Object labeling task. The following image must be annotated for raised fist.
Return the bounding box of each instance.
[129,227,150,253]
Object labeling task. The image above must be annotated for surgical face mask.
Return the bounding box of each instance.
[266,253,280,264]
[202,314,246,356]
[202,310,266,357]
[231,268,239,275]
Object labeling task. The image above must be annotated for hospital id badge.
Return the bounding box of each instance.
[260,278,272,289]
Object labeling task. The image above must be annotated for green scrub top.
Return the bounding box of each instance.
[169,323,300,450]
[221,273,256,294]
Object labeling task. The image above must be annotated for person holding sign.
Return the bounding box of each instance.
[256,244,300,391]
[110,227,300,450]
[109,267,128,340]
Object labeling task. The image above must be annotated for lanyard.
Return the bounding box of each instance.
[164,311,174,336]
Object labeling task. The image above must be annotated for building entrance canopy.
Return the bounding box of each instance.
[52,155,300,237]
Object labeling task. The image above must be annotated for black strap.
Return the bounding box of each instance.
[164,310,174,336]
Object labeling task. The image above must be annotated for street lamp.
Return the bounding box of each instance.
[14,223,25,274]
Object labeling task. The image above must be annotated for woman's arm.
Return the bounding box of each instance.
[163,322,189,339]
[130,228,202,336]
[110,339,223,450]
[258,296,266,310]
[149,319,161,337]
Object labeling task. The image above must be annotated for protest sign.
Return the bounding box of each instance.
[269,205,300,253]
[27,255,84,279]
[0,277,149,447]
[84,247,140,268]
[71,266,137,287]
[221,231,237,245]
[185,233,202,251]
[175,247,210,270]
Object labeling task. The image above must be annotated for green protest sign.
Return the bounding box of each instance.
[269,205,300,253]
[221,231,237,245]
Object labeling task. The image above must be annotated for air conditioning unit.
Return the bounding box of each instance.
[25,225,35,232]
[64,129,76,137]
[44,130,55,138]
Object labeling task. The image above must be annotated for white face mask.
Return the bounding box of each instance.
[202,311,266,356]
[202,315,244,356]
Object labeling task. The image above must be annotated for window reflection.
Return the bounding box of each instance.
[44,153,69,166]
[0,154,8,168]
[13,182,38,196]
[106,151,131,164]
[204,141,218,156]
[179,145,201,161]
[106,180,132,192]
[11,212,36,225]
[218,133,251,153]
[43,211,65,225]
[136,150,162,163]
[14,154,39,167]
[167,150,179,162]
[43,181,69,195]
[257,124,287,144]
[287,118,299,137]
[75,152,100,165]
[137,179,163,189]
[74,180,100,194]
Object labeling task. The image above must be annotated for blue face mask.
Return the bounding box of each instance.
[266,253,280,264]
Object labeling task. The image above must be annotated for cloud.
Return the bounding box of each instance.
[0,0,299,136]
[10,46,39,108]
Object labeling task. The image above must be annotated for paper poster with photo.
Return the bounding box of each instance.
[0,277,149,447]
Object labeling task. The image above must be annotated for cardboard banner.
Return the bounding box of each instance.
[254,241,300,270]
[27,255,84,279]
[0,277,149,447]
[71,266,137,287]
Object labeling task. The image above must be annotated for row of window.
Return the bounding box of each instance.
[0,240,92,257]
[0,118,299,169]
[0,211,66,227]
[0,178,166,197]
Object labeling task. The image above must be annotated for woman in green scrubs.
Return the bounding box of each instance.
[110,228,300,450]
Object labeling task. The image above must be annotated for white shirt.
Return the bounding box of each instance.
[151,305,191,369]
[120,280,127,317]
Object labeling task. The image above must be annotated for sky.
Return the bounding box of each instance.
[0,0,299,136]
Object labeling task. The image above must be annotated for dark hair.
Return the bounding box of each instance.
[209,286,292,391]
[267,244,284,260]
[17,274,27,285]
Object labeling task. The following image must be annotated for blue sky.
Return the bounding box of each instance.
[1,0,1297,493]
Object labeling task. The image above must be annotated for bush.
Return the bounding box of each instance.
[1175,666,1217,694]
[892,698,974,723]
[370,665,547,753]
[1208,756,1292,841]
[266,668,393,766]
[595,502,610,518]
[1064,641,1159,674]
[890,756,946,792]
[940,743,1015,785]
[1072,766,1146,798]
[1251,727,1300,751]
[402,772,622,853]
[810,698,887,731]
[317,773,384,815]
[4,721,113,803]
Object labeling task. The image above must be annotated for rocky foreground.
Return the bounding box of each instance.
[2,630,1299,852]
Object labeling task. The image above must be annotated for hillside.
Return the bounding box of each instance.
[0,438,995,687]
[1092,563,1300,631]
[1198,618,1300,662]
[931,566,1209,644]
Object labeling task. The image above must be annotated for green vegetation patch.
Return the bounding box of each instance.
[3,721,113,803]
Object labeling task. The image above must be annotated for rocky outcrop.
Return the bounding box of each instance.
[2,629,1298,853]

_WHAT YOU ARE ASKED TO DO_: Check each line of the entries, and copy the ones that contain "following".

_ANSWER TO THIS PROBLEM_:
Object labeling task. The following image must be annotated for raised fist.
Object labeling task. The following image must be annotated for blue sky.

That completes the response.